> [What you should do]:
Copy out each of the following records line for line, changing nothing.

> [Task material]:
-*-*-
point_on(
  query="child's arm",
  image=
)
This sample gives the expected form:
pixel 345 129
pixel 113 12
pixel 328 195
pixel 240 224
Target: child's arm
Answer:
-*-*-
> [Reply]:
point_on(
  query="child's arm",
  image=
)
This sample gives the expected form:
pixel 345 129
pixel 113 12
pixel 328 195
pixel 240 224
Target: child's arm
Answer:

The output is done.